** START Input material **

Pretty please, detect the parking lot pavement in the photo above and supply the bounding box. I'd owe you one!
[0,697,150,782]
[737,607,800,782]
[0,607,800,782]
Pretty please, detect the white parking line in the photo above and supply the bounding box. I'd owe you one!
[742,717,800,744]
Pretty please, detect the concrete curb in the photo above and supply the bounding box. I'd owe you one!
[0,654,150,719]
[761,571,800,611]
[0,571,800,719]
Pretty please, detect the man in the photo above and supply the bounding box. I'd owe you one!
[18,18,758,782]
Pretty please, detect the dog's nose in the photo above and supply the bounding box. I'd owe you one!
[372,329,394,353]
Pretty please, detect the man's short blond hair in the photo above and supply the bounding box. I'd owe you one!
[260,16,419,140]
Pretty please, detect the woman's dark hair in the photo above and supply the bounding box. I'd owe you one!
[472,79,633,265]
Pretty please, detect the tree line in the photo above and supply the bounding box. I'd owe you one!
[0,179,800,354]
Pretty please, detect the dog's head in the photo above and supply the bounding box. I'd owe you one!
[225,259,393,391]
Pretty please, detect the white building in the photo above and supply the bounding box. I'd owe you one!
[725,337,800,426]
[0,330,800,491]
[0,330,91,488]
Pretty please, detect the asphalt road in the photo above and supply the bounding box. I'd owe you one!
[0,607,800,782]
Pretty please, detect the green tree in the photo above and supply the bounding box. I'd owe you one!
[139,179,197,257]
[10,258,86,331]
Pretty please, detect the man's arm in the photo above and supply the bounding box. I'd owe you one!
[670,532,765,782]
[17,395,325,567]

** END Input material **

> [Your task]:
Transcribe every item above character for character, with no changes.

> [Answer for this exercise]:
Pretty please, detect the parking lot pavement in the photo above and supply the bounding box. I'd owe you one!
[0,697,150,782]
[737,607,800,782]
[0,607,800,782]
Pretty please, detect the white parking line in the photo above and supply the bounding box. I'd owe you one!
[742,717,800,744]
Pretty please, detect the concrete curb in the photo above and supply the bounding box. I'd owe you one!
[0,654,150,719]
[761,571,800,611]
[0,571,800,719]
Pretty please, detect the man in the photo above and supply the bounding box. I'd owe you one!
[18,18,758,782]
Pretty please, detect the dog's nose in the photo above and supply the bounding box. I'd owe you one!
[372,329,394,353]
Pretty please, detect the man's short blond hair in the photo above and supply the bounding box. I'd owe you one!
[260,16,419,140]
Pretty please, detect the woman's dark hair in the photo above and supply the bounding box. I'd owe you one!
[472,79,633,265]
Pretty please, detect the tree line in the photo above and supply the bounding box. I'd owe you one!
[0,179,800,354]
Pretty please, detect the dog's head in the photo above and supply the bounding box. I'd owe you one!
[225,259,393,391]
Pretty please, detect the white building in the photo above and supply the bounding box. I'd owe you one!
[725,337,800,426]
[0,330,800,491]
[0,330,91,488]
Pretty please, detect the asphalt road in the photo above and supply the bounding box. I'd owe you one!
[0,607,800,782]
Pretty please, detect the green tree in the photo above and supply the bounding box. I'd owe you one!
[139,179,197,257]
[10,258,86,331]
Pretty please, detect the man's arm in the photo above and supply the bounding box. I'd owe you one!
[670,532,765,782]
[17,395,325,567]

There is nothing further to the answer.